Excerpts from point annotation data
#####

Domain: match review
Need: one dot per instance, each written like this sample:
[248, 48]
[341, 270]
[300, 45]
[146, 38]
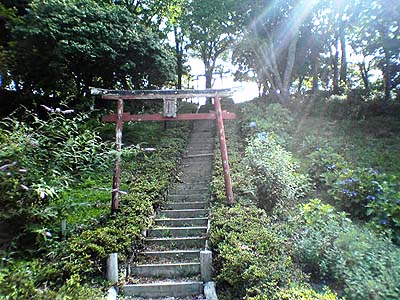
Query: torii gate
[169, 114]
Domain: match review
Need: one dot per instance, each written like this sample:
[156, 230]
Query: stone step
[187, 205]
[166, 270]
[205, 156]
[177, 231]
[201, 149]
[199, 163]
[171, 255]
[183, 213]
[183, 192]
[164, 289]
[203, 185]
[203, 134]
[188, 197]
[179, 222]
[194, 242]
[201, 140]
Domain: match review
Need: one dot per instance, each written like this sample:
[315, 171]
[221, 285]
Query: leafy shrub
[39, 159]
[352, 190]
[273, 118]
[332, 247]
[36, 279]
[384, 209]
[251, 256]
[322, 161]
[299, 293]
[273, 173]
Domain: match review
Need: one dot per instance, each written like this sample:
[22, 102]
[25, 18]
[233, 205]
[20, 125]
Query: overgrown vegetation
[279, 153]
[59, 168]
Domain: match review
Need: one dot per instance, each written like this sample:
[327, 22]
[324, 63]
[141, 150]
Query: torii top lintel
[159, 94]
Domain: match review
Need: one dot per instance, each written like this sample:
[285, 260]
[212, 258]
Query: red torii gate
[169, 114]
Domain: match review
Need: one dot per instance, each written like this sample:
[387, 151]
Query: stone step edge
[178, 288]
[183, 251]
[184, 210]
[178, 265]
[181, 219]
[187, 238]
[179, 228]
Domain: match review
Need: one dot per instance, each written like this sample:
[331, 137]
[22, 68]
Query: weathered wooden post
[170, 114]
[206, 265]
[117, 167]
[112, 268]
[224, 152]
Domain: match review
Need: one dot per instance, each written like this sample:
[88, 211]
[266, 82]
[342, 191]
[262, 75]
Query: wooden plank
[126, 117]
[159, 94]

#####

Task brief: Format each line of the records above as a JSON list of strings, one string per line, with blank lines omitted. Leave the pictures out.

Task result:
[
  "Domain: match review",
  "Need: one dot per instance, each written like this sample:",
  "[248, 48]",
  "[341, 270]",
  "[300, 45]",
  "[146, 38]",
  "Query: torii gate",
  "[169, 114]",
  "Domain: match review",
  "Need: one dot per instance, each written like this sample:",
  "[156, 230]",
  "Query: stone step",
  "[187, 205]",
  "[166, 270]",
  "[205, 156]",
  "[177, 231]",
  "[201, 149]",
  "[199, 163]",
  "[171, 255]",
  "[183, 213]",
  "[183, 192]",
  "[164, 289]",
  "[203, 185]",
  "[203, 134]",
  "[188, 197]",
  "[179, 222]",
  "[194, 242]",
  "[201, 140]",
  "Domain: match review",
  "Need: one dot per instance, each written like this sample:",
  "[315, 171]",
  "[221, 285]",
  "Query: leafy shrub",
  "[39, 159]",
  "[352, 190]",
  "[273, 118]",
  "[332, 247]",
  "[36, 279]",
  "[384, 209]",
  "[251, 256]",
  "[322, 161]",
  "[299, 293]",
  "[273, 173]",
  "Domain: match review",
  "Need: one dot per instance, each written like this sample:",
  "[22, 102]",
  "[25, 18]",
  "[233, 205]",
  "[20, 125]",
  "Query: overgrown vegetation",
  "[279, 153]",
  "[59, 168]",
  "Domain: match review",
  "Need: one dot per instance, each written like this sample:",
  "[327, 22]",
  "[324, 63]",
  "[141, 150]",
  "Query: torii top lintel",
  "[159, 94]",
  "Domain: match review",
  "Need: one dot per instance, each written like this sample:",
  "[285, 260]",
  "[212, 258]",
  "Query: red torii gate",
  "[169, 114]",
  "Domain: match review",
  "Need: one dot per instance, each written like this sample:",
  "[387, 151]",
  "Query: stone step edge",
  "[178, 288]",
  "[183, 251]",
  "[184, 210]",
  "[178, 265]",
  "[181, 219]",
  "[187, 238]",
  "[179, 228]",
  "Domain: match review",
  "Need: one dot per instance, each written like this sample:",
  "[331, 137]",
  "[22, 68]",
  "Query: weathered wooden post",
  "[170, 114]",
  "[206, 265]",
  "[117, 167]",
  "[112, 268]",
  "[224, 152]",
  "Domain: match review",
  "Need: one dot per instance, each written like this sample:",
  "[88, 211]",
  "[266, 82]",
  "[342, 191]",
  "[262, 75]",
  "Query: wooden plank",
  "[126, 117]",
  "[159, 94]"
]